== Page excerpt ==
Suit threats over bans waved off

USOC, drug agency say code won't shield cheaters


May 21, 2004|By John Jeansonne | John Jeansonne,NEWSDAY

NEW YORK - Olympic anti-doping officials believe that evidence apart from conventional drug tests not only can be used to bar athletes from this summer's games in Athens, Greece, but also can withstand threats of legal action in U.S. courts.

Wednesday's Olympic suspension of Kelli White, the reigning women's world champion in the 100 and 200 meters, was based on her admission - after confronted with documents produced in the BALCO probe - that she used performance-enhancing drugs.

But even without the confessions of athletes - something that's usually unheard of - the U.S. Olympic Committee and U.S. Anti-Doping Agency are moving ahead with an effort to ensure only "clean" athletes compete in Athens by pursuing "non-analytical positives."

USADA intends to use such items as letters, e-mails and invoices tying athletes to BALCO, the Bay Area Laboratory Co-operative said to be the source of a new designer steroid and the provider of other banned substances to athletes in several sports. Furthermore, White has agreed to be a witness for USADA in charging other athletes.
===
== Excerpted data ==
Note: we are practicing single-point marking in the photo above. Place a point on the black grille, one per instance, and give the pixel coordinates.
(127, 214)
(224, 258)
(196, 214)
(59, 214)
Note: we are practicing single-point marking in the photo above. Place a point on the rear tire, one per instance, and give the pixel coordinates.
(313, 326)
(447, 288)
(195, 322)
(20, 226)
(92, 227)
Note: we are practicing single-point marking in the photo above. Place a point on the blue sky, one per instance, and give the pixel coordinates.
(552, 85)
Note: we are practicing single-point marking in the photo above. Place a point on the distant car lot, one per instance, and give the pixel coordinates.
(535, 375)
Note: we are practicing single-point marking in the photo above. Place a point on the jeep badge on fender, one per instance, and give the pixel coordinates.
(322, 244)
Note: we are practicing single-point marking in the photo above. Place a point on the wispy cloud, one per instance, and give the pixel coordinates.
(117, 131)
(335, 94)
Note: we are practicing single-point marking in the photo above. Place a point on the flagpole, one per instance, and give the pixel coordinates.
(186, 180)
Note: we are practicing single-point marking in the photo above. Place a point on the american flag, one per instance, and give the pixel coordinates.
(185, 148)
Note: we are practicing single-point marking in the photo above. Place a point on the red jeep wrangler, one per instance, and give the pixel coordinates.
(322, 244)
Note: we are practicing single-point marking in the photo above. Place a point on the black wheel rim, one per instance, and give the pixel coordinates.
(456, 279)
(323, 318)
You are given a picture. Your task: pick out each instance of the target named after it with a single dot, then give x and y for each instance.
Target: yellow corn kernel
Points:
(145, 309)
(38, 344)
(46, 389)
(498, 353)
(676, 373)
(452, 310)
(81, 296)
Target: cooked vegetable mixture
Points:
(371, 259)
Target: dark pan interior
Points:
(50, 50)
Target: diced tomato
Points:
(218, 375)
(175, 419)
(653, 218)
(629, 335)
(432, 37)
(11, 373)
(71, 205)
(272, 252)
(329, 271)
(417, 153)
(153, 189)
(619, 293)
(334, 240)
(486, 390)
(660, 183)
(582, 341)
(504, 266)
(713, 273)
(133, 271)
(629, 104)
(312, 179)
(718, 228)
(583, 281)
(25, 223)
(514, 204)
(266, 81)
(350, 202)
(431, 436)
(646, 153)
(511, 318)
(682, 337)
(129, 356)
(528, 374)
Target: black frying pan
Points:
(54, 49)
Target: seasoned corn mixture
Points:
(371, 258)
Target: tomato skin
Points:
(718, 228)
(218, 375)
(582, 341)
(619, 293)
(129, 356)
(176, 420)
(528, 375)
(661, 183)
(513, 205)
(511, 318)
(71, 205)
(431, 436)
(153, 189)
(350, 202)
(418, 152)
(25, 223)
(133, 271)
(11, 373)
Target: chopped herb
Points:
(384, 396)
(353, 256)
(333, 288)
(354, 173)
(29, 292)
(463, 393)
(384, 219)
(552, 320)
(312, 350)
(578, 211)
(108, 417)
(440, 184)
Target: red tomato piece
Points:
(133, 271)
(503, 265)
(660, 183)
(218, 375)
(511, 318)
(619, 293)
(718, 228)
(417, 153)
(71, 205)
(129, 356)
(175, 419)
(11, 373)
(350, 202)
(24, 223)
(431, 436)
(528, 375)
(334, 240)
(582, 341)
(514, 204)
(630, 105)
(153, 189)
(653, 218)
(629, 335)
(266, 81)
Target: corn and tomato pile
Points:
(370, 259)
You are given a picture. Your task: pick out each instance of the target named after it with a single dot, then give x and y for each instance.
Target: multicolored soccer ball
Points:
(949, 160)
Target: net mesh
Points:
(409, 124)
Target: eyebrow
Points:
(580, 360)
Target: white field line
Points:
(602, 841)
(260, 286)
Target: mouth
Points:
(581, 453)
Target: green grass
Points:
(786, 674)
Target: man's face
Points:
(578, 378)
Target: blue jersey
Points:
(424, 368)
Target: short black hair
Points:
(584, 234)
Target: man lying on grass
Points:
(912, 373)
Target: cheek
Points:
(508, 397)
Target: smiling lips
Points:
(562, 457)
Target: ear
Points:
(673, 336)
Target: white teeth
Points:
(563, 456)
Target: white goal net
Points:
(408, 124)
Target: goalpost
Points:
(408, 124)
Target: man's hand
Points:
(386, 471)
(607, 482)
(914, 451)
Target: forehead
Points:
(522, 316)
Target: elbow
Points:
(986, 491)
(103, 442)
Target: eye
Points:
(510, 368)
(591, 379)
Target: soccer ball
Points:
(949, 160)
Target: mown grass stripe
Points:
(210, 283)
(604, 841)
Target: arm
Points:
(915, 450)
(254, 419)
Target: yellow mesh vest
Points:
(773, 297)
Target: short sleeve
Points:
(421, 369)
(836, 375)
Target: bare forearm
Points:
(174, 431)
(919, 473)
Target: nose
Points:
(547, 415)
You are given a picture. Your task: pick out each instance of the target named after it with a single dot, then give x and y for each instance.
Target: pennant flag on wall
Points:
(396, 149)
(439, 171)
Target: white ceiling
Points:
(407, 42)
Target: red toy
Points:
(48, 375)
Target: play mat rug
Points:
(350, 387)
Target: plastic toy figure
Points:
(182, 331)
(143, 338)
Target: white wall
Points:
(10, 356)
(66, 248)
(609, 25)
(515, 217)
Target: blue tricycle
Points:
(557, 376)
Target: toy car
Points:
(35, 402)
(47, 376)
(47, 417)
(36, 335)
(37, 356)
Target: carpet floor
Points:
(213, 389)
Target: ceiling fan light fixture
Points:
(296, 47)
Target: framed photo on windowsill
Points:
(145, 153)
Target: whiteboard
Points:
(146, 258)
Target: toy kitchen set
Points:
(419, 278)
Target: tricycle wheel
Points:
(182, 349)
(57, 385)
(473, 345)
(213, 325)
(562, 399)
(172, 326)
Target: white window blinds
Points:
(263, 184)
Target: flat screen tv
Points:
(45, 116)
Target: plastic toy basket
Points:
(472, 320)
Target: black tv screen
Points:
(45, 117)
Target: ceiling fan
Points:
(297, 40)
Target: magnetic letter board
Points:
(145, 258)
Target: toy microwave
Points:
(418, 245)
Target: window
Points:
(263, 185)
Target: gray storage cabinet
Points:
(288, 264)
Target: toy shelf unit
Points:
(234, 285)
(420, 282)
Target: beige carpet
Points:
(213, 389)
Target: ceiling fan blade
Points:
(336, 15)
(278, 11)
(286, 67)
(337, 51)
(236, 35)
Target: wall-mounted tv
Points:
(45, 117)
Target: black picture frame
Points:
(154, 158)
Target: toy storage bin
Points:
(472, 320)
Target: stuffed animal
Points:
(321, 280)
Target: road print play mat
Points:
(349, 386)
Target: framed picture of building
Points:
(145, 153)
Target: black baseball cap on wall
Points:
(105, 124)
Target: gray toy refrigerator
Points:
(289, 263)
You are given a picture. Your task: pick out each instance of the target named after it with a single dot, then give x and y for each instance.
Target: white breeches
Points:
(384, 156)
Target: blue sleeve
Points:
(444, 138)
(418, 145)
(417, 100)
===
Tasks to perform:
A) List the kinds of documents that the article on Olympic doping bans says USADA intends to use to tie athletes to BALCO.
B) Rewrite the paragraph of the article on Olympic doping bans that begins "Wednesday's Olympic suspension of Kelli White" in a single shorter sentence that keeps its main facts.
C) According to the article on Olympic doping bans, what has Kelli White agreed to do for USADA?
The entries themselves aren't needed for any of this work.

Results for each task:
A)
- Letters
- E-mails
- Invoices

B) Kelli White, the reigning women's world champion in the 100 and 200 meters, received an Olympic suspension on Wednesday after she admitted to using performance-enhancing drugs when confronted with documents from the BALCO probe.

C) She has agreed to be a witness for USADA in charging other athletes.